Some records
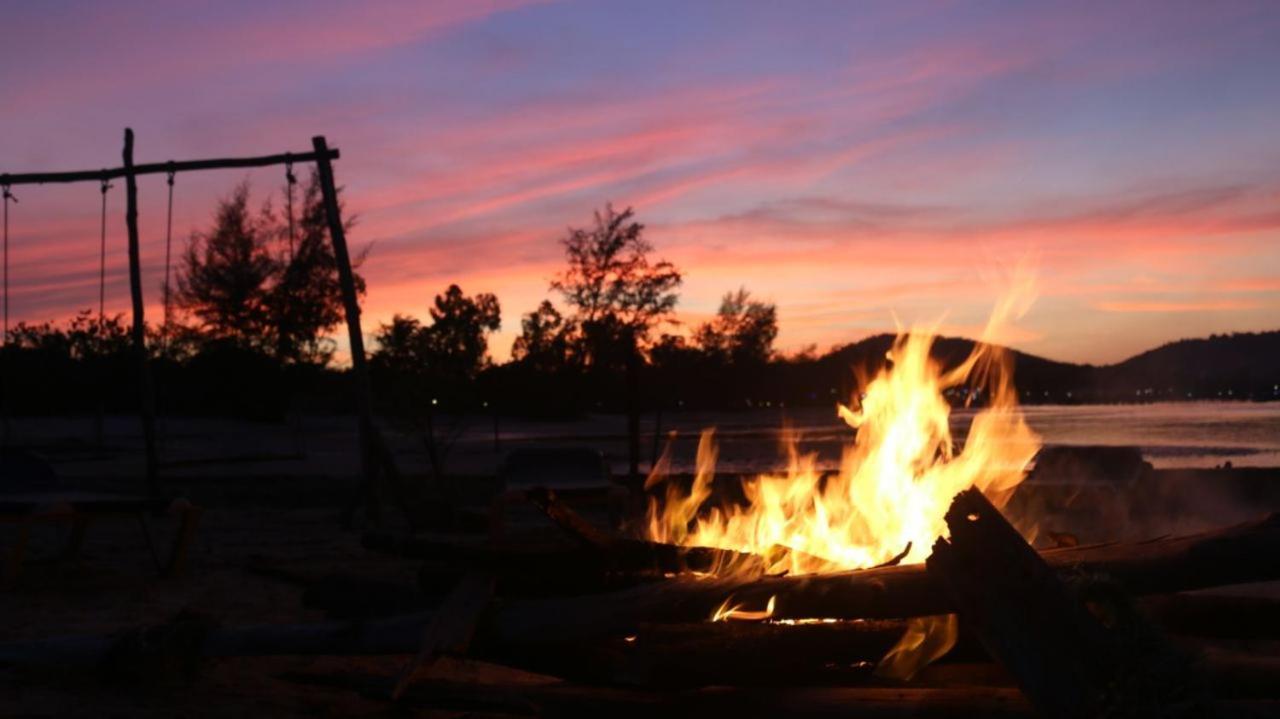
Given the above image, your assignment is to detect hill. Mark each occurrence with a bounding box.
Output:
[814,331,1280,403]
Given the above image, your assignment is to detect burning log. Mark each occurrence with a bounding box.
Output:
[586,506,1280,620]
[362,532,760,576]
[392,572,495,699]
[280,672,1276,719]
[925,489,1197,719]
[475,620,906,688]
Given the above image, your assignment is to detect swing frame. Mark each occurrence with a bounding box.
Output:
[0,128,398,517]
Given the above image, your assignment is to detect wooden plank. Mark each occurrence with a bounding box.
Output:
[0,147,340,186]
[925,489,1199,719]
[392,571,497,699]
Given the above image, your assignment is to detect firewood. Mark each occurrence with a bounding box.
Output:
[925,490,1201,719]
[280,673,1276,719]
[392,571,495,699]
[362,532,762,577]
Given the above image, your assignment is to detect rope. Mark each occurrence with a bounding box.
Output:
[284,160,298,262]
[97,178,113,336]
[161,162,174,349]
[0,184,18,345]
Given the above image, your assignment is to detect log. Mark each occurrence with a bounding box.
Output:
[392,571,497,699]
[925,489,1201,719]
[474,620,906,688]
[361,532,760,577]
[365,514,1280,626]
[280,672,1280,719]
[0,147,340,186]
[525,487,618,550]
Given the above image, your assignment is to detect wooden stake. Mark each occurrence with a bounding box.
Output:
[311,134,389,519]
[124,128,160,496]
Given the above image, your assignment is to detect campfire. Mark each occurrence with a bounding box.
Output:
[10,280,1280,718]
[645,276,1039,678]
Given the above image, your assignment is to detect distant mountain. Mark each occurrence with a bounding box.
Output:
[815,331,1280,403]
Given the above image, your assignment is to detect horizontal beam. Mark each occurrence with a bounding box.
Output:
[0,148,339,186]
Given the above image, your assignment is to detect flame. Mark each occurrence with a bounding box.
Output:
[712,595,778,622]
[645,271,1039,677]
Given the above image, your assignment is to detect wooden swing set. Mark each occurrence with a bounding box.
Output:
[0,128,398,513]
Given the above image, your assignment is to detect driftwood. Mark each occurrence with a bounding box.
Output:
[365,514,1280,626]
[280,672,1280,719]
[927,490,1197,719]
[392,571,495,699]
[472,620,906,688]
[362,532,759,581]
[545,506,1280,624]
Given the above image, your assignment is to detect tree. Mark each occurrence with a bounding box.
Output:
[426,284,502,379]
[177,182,279,348]
[552,205,681,481]
[270,170,365,365]
[374,284,502,380]
[511,299,576,372]
[552,205,681,366]
[694,288,778,365]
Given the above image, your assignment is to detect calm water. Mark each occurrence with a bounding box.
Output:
[488,402,1280,472]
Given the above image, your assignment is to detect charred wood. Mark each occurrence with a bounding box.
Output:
[925,490,1202,719]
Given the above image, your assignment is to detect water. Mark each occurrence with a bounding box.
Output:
[477,402,1280,473]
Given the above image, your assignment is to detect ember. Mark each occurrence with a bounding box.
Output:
[645,271,1039,677]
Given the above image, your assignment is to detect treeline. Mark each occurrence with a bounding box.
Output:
[3,188,1280,423]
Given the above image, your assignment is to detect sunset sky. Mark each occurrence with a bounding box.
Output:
[0,0,1280,362]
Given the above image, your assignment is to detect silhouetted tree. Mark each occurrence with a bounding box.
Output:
[552,205,681,481]
[374,284,502,380]
[694,288,778,365]
[511,299,576,372]
[269,171,365,365]
[552,205,681,366]
[177,183,279,349]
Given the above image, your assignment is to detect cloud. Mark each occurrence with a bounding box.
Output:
[1093,299,1262,313]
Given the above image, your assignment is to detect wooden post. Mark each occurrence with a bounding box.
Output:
[124,128,160,496]
[311,134,390,519]
[626,331,643,487]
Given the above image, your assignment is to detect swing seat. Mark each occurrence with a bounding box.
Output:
[0,449,201,585]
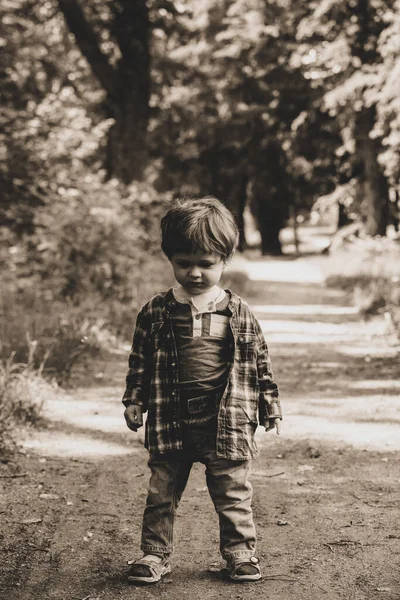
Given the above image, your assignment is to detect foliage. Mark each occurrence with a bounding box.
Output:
[0,355,51,454]
[326,237,400,338]
[293,0,399,234]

_Goal_
Copy the lines of the listing from the one containing "Given the above image, your assignment is to detect swing seat." through the end, switching "assignment" to "task" and changing nothing else. Leave the pictures out.

_Exercise solution_
Given the above image, your task is to detect swing seat. Mark each occurrence with a bounding box.
Output:
[0,449,201,585]
Given the above image, your task is to detect foliage. Mark each occurrence with a bounding box.
Output:
[0,355,51,454]
[326,237,400,338]
[293,0,399,234]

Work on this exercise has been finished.